● **Stated problem**: Rewrite the listing below, putting "A single point marks" wherever "One point marks" occurs and leaving every other word unchanged.

===== Given information

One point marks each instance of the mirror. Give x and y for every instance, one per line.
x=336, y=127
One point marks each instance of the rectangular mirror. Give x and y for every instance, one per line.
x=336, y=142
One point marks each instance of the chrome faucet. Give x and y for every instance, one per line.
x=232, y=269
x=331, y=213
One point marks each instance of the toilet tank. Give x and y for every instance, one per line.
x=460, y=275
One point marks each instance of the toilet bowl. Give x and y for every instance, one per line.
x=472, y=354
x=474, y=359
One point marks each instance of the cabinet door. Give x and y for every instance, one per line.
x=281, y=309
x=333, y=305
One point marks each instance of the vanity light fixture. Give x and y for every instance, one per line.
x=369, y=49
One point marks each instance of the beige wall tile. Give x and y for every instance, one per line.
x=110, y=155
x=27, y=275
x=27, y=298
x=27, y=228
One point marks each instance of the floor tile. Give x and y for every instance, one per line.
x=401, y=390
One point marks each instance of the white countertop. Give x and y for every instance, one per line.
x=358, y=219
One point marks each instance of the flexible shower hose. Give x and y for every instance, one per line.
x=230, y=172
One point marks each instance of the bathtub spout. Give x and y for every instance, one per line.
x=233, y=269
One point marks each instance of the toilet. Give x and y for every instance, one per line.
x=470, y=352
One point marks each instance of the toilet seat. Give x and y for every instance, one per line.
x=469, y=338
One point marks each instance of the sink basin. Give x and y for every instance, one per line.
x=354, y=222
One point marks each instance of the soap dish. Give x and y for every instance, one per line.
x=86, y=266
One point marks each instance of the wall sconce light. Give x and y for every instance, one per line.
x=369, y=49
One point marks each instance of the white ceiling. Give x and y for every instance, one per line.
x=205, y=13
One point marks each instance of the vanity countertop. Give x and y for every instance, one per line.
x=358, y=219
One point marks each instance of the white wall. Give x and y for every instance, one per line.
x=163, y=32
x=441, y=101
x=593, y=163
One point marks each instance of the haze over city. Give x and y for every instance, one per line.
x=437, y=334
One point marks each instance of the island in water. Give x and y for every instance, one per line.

==========

● **Result of the task**:
A single point marks each instance of the mirror. Give x and y for every instance, one per line.
x=336, y=127
A single point marks each instance of the rectangular mirror. Give x and y for every instance, one per line.
x=336, y=142
A single point marks each instance of the chrome faucet. Give x and y for every instance, one per line.
x=232, y=269
x=331, y=213
A single point marks each instance of the toilet tank. Give x and y for every instance, one per line.
x=460, y=275
A single point marks each instance of the toilet bowl. Give x and y for every instance, one per line.
x=472, y=354
x=474, y=359
A single point marks each instance of the cabinet door. Give x and y for every instance, one per line.
x=281, y=309
x=333, y=305
A single point marks each instance of the vanity light fixture. Give x and y for every instance, one per line.
x=369, y=49
A single point marks each instance of the beige wall tile. Give x and y for every instance, one per line.
x=110, y=155
x=27, y=275
x=27, y=298
x=27, y=228
A single point marks each instance of the floor tile. Give x and y for every instance, one per line.
x=401, y=390
A single point marks each instance of the white countertop. Give x and y for every instance, one per line.
x=358, y=219
A single point marks each instance of the flexible shower hose. Give x and y for every instance, one per line.
x=230, y=172
A single point marks each instance of the bathtub spout. Give x and y for every instance, one per line.
x=233, y=269
A single point marks each instance of the toilet. Give x and y for every instance, one per line.
x=470, y=352
A single point marks each instance of the toilet seat. Give x and y for every instance, one per line.
x=469, y=338
A single point marks each instance of the sink basin. Give x and y for every instance, one per line.
x=354, y=222
A single point marks each instance of the soap dish. Give x and y for every instance, one per line.
x=86, y=266
A single point marks each instance of the wall sconce light. Give x and y for every instance, one per line.
x=369, y=49
A single point marks each instance of the white ceiling. Give x and y for every instance, one per line.
x=205, y=13
A single point marks each instance of the vanity countertop. Give x and y for every instance, one per line.
x=358, y=219
A single point marks each instance of the white wall. Give x and y for every instance, one per line.
x=163, y=32
x=441, y=101
x=593, y=163
A single point marks each instance of the haze over city. Give x and y for every instance, one per line.
x=437, y=334
A single point marks each instance of the island in water. Give x and y for every instance, one per line.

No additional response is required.